Identify each line in the listing below that contains the string "Subject", and copy every such line in full.

(Stored dataset items)
▬▬▬

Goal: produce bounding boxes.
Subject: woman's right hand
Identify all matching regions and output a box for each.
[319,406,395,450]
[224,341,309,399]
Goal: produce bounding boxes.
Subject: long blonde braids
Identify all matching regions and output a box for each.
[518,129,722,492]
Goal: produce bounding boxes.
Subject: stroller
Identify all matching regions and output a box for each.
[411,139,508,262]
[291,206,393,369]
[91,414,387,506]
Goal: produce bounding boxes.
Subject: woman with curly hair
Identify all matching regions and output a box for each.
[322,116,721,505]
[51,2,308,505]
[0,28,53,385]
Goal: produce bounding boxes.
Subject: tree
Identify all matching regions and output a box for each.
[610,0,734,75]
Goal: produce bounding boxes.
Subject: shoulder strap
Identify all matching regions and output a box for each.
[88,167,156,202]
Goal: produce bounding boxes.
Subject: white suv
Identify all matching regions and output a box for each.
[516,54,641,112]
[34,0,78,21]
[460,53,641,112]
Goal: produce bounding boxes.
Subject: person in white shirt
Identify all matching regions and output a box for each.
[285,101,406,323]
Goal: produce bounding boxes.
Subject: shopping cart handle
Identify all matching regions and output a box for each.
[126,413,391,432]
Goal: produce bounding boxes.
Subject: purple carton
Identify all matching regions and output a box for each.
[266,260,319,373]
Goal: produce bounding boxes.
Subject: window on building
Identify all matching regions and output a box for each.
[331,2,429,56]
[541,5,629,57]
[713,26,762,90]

▬▬▬

> Task answer
Subject: woman's right hand
Subject: long blonde braids
Subject: stroller
Subject: woman with curly hair
Subject: tree
Subject: shoulder strap
Subject: white suv
Subject: person in white shirt
Subject: shopping cart handle
Subject: purple carton
Subject: window on building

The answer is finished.